[Task input — start]

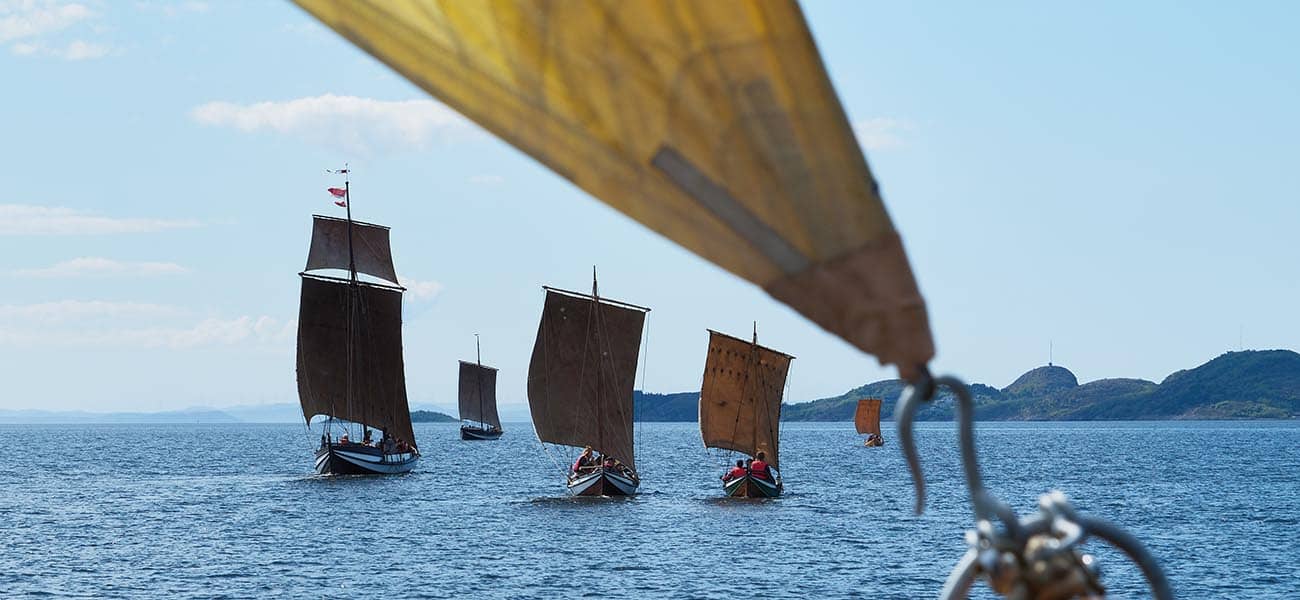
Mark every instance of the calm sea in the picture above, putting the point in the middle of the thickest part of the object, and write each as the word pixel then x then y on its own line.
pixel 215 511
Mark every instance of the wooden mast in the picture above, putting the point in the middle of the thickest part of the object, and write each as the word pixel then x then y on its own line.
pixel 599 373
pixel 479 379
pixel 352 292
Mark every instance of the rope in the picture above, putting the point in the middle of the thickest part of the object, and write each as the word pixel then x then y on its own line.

[Task input — finish]

Instructions to follow
Without the pictures, repeat every record above exactly as written.

Answer to this problem
Mark every instance of the calm sea in the picture above, putting the point in the middle of the thickest part of the object, and write each as the word pixel then x then y on its own line.
pixel 215 511
Mark every instance of the wooden mast in the picture above, putting the point in the middle of the thickest part of the object, and write each as the word pixel then x then y on its own line.
pixel 599 373
pixel 479 379
pixel 352 292
Mark every instance of the rope in the picture above, putting the point in the middle of the thickest part of the object, and write each as the word pixel then x then y on its own line.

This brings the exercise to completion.